DIRECTION :: Pull out each line in the material below that contains the string "query". Case counts, so skip any line where the letters differ only in capitalization.
# # # # # # #
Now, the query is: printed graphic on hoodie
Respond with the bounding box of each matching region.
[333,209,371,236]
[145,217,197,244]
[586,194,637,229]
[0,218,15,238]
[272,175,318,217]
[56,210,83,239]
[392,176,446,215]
# # # # # # #
THE SOLUTION ::
Now, the query is: printed graphic on hoodie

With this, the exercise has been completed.